■ **Stored items**
------------------------------------------------------------------------

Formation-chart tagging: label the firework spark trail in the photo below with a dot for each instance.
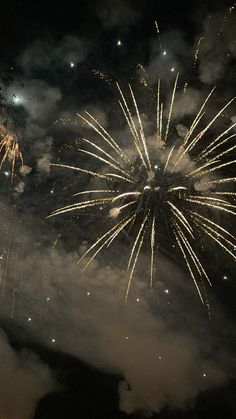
(193, 143)
(10, 149)
(109, 232)
(198, 117)
(112, 165)
(158, 111)
(181, 218)
(197, 51)
(104, 135)
(214, 160)
(208, 204)
(94, 191)
(152, 244)
(132, 127)
(102, 151)
(110, 139)
(150, 196)
(205, 229)
(212, 223)
(108, 241)
(212, 146)
(188, 264)
(143, 140)
(141, 238)
(171, 108)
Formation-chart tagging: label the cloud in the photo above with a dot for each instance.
(24, 379)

------------------------------------------------------------------------

■ **The exercise**
Please copy out all of the stored items above word for word, omitting the pictures.

■ **Worked solution**
Formation-chart tagging: label the firework spark trail in the photo below with a dot for each instance.
(193, 143)
(10, 149)
(109, 232)
(198, 117)
(112, 165)
(158, 111)
(181, 218)
(197, 51)
(104, 135)
(214, 160)
(208, 204)
(94, 191)
(152, 244)
(132, 127)
(102, 151)
(110, 139)
(150, 196)
(205, 229)
(212, 223)
(108, 241)
(212, 146)
(188, 264)
(143, 140)
(141, 238)
(171, 108)
Formation-chart tagging: label the cloud in the photo above with a dot for each instance.
(24, 379)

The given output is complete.